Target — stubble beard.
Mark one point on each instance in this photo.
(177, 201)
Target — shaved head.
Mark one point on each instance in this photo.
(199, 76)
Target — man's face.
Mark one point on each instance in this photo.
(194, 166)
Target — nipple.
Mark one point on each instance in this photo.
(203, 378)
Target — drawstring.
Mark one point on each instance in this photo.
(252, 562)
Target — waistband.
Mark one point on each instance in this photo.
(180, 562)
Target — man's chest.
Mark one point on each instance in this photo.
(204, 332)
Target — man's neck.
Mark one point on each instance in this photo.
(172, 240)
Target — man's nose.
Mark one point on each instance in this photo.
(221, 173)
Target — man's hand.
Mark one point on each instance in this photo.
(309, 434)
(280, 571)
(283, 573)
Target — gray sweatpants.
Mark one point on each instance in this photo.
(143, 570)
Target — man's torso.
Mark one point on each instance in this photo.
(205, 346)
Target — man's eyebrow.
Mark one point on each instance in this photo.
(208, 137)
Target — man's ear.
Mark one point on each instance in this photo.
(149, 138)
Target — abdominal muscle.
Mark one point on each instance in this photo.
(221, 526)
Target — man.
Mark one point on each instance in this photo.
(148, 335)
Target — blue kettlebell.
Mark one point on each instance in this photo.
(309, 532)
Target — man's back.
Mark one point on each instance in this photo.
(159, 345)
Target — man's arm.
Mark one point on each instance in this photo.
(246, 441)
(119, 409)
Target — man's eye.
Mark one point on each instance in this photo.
•••
Task brief:
Starting at the line that has "Target — waistband." and stopping after the last of the rows, write out every line again, requests included. Add 131 to each number in the point coordinates.

Correct response:
Target — waistband.
Mark one point on each instance in this photo.
(311, 693)
Target — man's chest.
Mark one point on each instance in this photo.
(335, 463)
Target — man's neck.
Mark one point on each instance in this photo.
(303, 371)
Target — man's nose.
Mark one point on each instance in this photo.
(352, 304)
Target — man's hand.
Mark one point on each instance in this photo.
(440, 565)
(411, 702)
(414, 704)
Target — gray sweatpants.
Mark one point on each instance in this photo.
(274, 701)
Target — man's torso.
Mark one point on each instance in this photo.
(336, 477)
Target — man's eyebrow.
Mark one point on each instance in this photo.
(339, 268)
Target — man's ear.
Mark one point on each instance in this photo.
(280, 269)
Target — abdominal muscle.
Mark one point on each instance in this photo.
(352, 657)
Target — man.
Mark one point on each instance in this photo.
(279, 466)
Target — blue kettlebell.
Mark one point on each instance in this photo.
(440, 663)
Target — man's back.
Mark one point on each instance in this photo.
(290, 476)
Target — man's arm.
Mark one point on each instance in this photo.
(377, 572)
(250, 540)
Target — man's eye.
Mark one point on each instance in this photo.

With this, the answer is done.